### EXERCISE DETAILS
Reproduce all of the data that follows, character for character.
--- SUPPLIED MATERIAL Enclosed Below ---
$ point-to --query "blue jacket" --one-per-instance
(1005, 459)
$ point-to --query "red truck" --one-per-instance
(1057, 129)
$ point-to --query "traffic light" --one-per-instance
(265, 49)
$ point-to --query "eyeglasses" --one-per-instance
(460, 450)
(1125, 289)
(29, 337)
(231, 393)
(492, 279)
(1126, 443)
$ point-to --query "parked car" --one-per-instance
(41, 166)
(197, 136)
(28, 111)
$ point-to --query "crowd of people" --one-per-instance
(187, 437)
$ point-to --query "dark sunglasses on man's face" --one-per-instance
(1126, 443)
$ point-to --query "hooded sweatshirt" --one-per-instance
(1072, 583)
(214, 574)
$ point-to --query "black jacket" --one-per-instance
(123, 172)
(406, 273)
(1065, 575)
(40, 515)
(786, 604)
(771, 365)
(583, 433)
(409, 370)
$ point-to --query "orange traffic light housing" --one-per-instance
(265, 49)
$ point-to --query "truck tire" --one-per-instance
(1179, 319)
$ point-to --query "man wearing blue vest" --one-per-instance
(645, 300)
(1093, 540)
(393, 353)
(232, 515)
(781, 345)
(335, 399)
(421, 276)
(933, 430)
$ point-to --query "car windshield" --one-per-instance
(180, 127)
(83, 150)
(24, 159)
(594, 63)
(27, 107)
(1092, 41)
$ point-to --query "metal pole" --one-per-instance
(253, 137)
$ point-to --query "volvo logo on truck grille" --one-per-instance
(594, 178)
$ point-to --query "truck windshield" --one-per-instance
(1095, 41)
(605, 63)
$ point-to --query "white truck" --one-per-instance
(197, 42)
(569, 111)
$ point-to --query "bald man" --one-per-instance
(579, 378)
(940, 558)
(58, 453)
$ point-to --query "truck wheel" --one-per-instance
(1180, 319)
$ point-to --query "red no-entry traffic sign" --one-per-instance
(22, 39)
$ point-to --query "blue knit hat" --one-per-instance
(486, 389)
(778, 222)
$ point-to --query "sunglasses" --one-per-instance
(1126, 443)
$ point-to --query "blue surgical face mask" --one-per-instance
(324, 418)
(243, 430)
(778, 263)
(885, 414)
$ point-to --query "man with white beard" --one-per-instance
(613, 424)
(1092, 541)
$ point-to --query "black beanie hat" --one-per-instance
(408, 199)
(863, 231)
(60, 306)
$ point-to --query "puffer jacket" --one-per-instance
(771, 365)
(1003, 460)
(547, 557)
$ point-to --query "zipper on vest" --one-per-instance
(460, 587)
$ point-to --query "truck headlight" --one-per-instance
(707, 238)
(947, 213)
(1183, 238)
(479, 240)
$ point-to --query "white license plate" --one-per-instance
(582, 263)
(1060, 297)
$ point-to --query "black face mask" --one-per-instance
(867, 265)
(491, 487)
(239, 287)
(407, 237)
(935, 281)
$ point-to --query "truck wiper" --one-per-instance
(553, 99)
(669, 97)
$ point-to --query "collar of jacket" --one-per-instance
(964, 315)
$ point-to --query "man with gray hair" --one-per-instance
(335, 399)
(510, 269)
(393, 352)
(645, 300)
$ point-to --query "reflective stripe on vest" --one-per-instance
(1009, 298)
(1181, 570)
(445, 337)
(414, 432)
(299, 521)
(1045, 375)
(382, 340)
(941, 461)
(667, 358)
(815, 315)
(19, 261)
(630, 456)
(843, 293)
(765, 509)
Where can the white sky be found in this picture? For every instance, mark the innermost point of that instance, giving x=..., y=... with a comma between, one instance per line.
--- End of Enclosed SUPPLIED MATERIAL ---
### EXPECTED ANSWER
$ point-to --query "blue jacket" --one-per-instance
(1005, 459)
$ point-to --query "red truck" --one-per-instance
(1057, 129)
$ point-to --query "traffic light" --one-per-instance
(265, 49)
$ point-to --query "eyeglasses" --one-per-instance
(460, 450)
(1125, 289)
(29, 337)
(231, 393)
(492, 279)
(1126, 443)
$ point-to --query "parked car" --one-per-instance
(41, 166)
(197, 136)
(28, 111)
$ point-to --query "crowd of people" --one-per-instance
(187, 437)
$ point-to --query "dark sunglasses on man's face" --one-per-instance
(1126, 443)
$ point-to --query "hooded sweatshirt" --one-per-instance
(1072, 583)
(214, 574)
$ point-to --query "black jacket" --one-per-instance
(123, 172)
(406, 273)
(1065, 575)
(40, 515)
(786, 604)
(771, 365)
(583, 433)
(409, 370)
$ point-to --query "orange traffic light housing" --one-per-instance
(265, 49)
$ point-to --query "truck tire" --one-per-instance
(1179, 319)
$ point-to --query "man wearing blue vest" --one-per-instance
(645, 300)
(1093, 540)
(393, 353)
(232, 515)
(781, 345)
(335, 399)
(421, 276)
(933, 430)
$ point-to --query "car windshield" --one-per-instance
(180, 127)
(83, 150)
(24, 159)
(594, 63)
(27, 107)
(1092, 41)
$ point-to --query "metal pole" --one-per-instance
(253, 137)
$ point-to --query "volvo logo on truck grille" --one-per-instance
(594, 178)
$ point-to --query "truck windshield" --one-per-instance
(1095, 41)
(605, 63)
$ point-to --query "white truck" --one-per-instance
(197, 42)
(569, 111)
$ point-to --query "bald man" --one-per-instance
(579, 378)
(940, 558)
(58, 453)
$ point-to --query "truck wheel" --one-per-instance
(1180, 319)
$ point-to --query "red no-entry traffic sign" --one-per-instance
(22, 39)
$ point-to --query "blue knit hat" --one-per-instance
(486, 389)
(778, 222)
$ point-to --query "sunglasses" --one-per-instance
(1126, 443)
$ point-to --query "blue surgical face mask" --one-per-instance
(324, 418)
(243, 430)
(778, 263)
(885, 414)
$ point-to --query "man with white beard" --one-per-instance
(613, 424)
(1092, 541)
$ point-to --query "black beanie hat" --one-per-instance
(408, 199)
(863, 231)
(60, 306)
$ point-to --query "puffer jacket" --one-per-instance
(771, 365)
(1003, 460)
(547, 557)
$ point-to --query "zipper on vest" --one-per-instance
(460, 587)
$ point-to --query "truck headlight" --one-per-instance
(707, 238)
(947, 213)
(1183, 238)
(479, 240)
$ point-to --query "white license plate" --one-per-instance
(582, 263)
(1060, 297)
$ point-to --query "black face mask" --one-per-instance
(867, 265)
(491, 487)
(239, 287)
(407, 237)
(935, 281)
$ point-to --query "truck wiper" --one-per-instance
(553, 99)
(669, 97)
$ point-to --query "collar of jacket" --one-per-instance
(964, 315)
$ point-to --query "man with gray hair" --one-per-instance
(335, 399)
(510, 269)
(393, 352)
(645, 300)
$ point-to --query "reflective stripe on vest" --one-per-instance
(1009, 298)
(1181, 570)
(445, 337)
(414, 432)
(299, 521)
(1045, 375)
(382, 340)
(941, 461)
(667, 358)
(815, 315)
(19, 261)
(630, 456)
(843, 293)
(765, 509)
Where can the white sky be found in this picture? For every instance, mark the innermost point of that instance, giving x=..., y=... with a comma between, one instance per line.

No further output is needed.